• **Work to complete**:
Set down the entries below exactly as written.
(Dataset content begins)
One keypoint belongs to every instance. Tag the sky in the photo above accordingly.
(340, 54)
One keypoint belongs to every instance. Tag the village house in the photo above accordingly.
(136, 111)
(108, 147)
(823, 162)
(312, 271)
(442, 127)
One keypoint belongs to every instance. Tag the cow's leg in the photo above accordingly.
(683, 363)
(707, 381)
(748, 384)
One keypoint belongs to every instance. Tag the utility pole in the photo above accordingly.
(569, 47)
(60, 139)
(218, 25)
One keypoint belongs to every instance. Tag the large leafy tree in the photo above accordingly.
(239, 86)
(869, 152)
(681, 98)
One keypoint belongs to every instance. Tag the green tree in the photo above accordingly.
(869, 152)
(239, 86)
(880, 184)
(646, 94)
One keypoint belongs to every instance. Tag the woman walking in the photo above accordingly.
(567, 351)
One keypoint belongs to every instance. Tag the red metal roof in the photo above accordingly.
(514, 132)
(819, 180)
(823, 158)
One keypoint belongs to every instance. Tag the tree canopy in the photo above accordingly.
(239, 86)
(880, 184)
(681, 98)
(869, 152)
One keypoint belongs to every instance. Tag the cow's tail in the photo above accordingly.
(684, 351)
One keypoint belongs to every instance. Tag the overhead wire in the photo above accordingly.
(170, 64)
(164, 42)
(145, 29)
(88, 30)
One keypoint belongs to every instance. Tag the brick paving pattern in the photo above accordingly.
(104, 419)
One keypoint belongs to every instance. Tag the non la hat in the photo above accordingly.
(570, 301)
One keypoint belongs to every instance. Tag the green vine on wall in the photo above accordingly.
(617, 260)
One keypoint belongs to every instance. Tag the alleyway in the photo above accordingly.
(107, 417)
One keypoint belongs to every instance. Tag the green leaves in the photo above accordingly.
(Dataset content ends)
• **Solution to the exercise**:
One keypoint belongs to every instance. Tag the sky in the photo above accordingly.
(340, 54)
One keypoint belongs to every instance. Tag the village house in the photo above accordingly.
(136, 111)
(108, 147)
(823, 162)
(312, 271)
(442, 127)
One keypoint belongs to every instance. Tag the cow's leg in the photo above accordingly.
(683, 363)
(707, 381)
(748, 384)
One keypoint belongs to every instance. Tag the utility pole in the photo above accordingly.
(569, 47)
(60, 139)
(218, 25)
One keypoint belongs to every instance. Tag the large leafy tree in the photo above accordingly.
(239, 86)
(869, 152)
(681, 98)
One keypoint belongs to every instance. Tag the green tree in the photo above accordingly.
(869, 152)
(239, 86)
(880, 184)
(646, 94)
One keypoint belongs to every instance. Tag the woman walking in the photo above accordingly.
(567, 351)
One keypoint belongs to every instance. Tag the red metal roof in the photo above accordingly.
(514, 132)
(819, 180)
(823, 158)
One keypoint belongs to every instance. Tag the tree canopy in the photo above accordingly.
(239, 86)
(880, 184)
(681, 98)
(869, 152)
One keypoint belongs to every instance. Tag the cow's tail in the photo above accordingly.
(684, 351)
One keypoint belongs to every instance. Tag the overhead wire in the photo above accordingly.
(170, 64)
(164, 42)
(145, 29)
(88, 30)
One keypoint belongs to every instance. Tag the brick paving pattern in the photo above accordingly.
(104, 419)
One keypoint belongs to every instance. Tag the non la hat in the photo above accordingly.
(570, 301)
One keypoint belongs to every instance. Tag the green vine on wall in the photo above accordingly.
(617, 260)
One keypoint belongs to every instance. Tag the alleyway in the photo above accordingly.
(107, 417)
One keypoint belongs to every instance. Tag the green leaves in the photo above accordingly.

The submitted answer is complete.